___ RAW RECORDS ___

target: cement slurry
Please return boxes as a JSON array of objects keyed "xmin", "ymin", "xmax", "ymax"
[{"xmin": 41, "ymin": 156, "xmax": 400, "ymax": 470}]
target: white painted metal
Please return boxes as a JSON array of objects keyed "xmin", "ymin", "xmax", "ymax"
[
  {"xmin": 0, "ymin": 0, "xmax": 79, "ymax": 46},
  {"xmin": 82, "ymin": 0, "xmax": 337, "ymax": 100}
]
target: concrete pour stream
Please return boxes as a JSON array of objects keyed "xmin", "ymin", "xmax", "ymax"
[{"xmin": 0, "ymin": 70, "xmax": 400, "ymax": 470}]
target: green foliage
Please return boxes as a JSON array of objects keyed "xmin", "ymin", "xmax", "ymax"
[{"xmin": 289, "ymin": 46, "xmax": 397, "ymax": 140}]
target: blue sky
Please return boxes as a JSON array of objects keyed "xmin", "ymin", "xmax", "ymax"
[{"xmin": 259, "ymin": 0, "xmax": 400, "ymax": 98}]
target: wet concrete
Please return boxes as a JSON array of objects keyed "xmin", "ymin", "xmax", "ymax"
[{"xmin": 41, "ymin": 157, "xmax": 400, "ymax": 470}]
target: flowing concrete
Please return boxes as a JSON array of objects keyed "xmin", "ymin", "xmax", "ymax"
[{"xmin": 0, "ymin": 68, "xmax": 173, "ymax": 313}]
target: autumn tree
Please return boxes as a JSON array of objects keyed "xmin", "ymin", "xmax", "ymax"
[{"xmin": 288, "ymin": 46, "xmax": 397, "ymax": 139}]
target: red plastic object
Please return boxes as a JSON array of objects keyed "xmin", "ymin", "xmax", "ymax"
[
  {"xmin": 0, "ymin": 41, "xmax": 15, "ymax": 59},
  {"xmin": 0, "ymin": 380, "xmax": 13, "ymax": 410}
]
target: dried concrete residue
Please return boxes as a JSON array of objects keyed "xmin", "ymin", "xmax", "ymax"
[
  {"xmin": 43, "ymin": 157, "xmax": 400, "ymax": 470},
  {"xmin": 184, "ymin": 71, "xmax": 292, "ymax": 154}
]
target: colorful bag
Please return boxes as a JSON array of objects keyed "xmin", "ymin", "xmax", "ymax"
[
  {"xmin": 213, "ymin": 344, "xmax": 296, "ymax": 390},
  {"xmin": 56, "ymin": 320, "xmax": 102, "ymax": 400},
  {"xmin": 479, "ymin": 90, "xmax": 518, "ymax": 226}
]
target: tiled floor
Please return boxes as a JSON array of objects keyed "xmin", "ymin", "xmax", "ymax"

___

WRITTEN INSTRUCTION: Rewrite all the entries above as a numbered list with one line per number, and leave out any blank lines.

SOLVED PROBLEM:
1. target: cement slurry
2. Please return boxes as a JSON array of objects keyed "xmin", "ymin", "xmax", "ymax"
3. [{"xmin": 41, "ymin": 156, "xmax": 400, "ymax": 470}]
4. target: white painted metal
5. Please return boxes as a JSON array of objects keyed "xmin", "ymin", "xmax", "ymax"
6. [
7.   {"xmin": 0, "ymin": 0, "xmax": 79, "ymax": 46},
8.   {"xmin": 82, "ymin": 0, "xmax": 337, "ymax": 100}
9. ]
10. target: concrete pour stream
11. Please return boxes as a JSON array of objects keyed "xmin", "ymin", "xmax", "ymax"
12. [{"xmin": 0, "ymin": 70, "xmax": 400, "ymax": 470}]
13. target: green foliage
14. Please return boxes as a JSON array of objects keyed "xmin", "ymin", "xmax", "ymax"
15. [{"xmin": 289, "ymin": 46, "xmax": 397, "ymax": 140}]
16. target: blue sky
17. Please return boxes as a JSON array of objects keyed "xmin", "ymin", "xmax", "ymax"
18. [{"xmin": 259, "ymin": 0, "xmax": 400, "ymax": 98}]
19. target: wet concrete
20. Please return boxes as a JSON array of objects keyed "xmin", "ymin", "xmax", "ymax"
21. [{"xmin": 41, "ymin": 157, "xmax": 400, "ymax": 470}]
22. target: flowing concrete
23. Please return boxes as a JSON array of objects keyed "xmin", "ymin", "xmax", "ymax"
24. [{"xmin": 0, "ymin": 68, "xmax": 173, "ymax": 313}]
25. target: autumn tree
26. Please return boxes as a JSON array of objects keyed "xmin", "ymin", "xmax", "ymax"
27. [{"xmin": 288, "ymin": 46, "xmax": 397, "ymax": 139}]
28. target: red plastic object
29. Please return boxes as a JSON array of objects keyed "xmin", "ymin", "xmax", "ymax"
30. [
31.   {"xmin": 0, "ymin": 41, "xmax": 15, "ymax": 59},
32.   {"xmin": 0, "ymin": 380, "xmax": 13, "ymax": 410}
33. ]
34. target: dried concrete residue
35. Please return boxes as a JSON array of objects keyed "xmin", "ymin", "xmax", "ymax"
36. [
37.   {"xmin": 43, "ymin": 157, "xmax": 400, "ymax": 470},
38.   {"xmin": 184, "ymin": 71, "xmax": 292, "ymax": 154}
39. ]
40. target: colorful bag
41. Please return boxes as a JSON array of objects keyed "xmin", "ymin", "xmax", "ymax"
42. [
43.   {"xmin": 213, "ymin": 344, "xmax": 296, "ymax": 390},
44.   {"xmin": 56, "ymin": 320, "xmax": 102, "ymax": 400},
45.   {"xmin": 479, "ymin": 90, "xmax": 518, "ymax": 226}
46. ]
47. target: tiled floor
48. Please return boxes as a JSON array of objects keyed "xmin", "ymin", "xmax", "ymax"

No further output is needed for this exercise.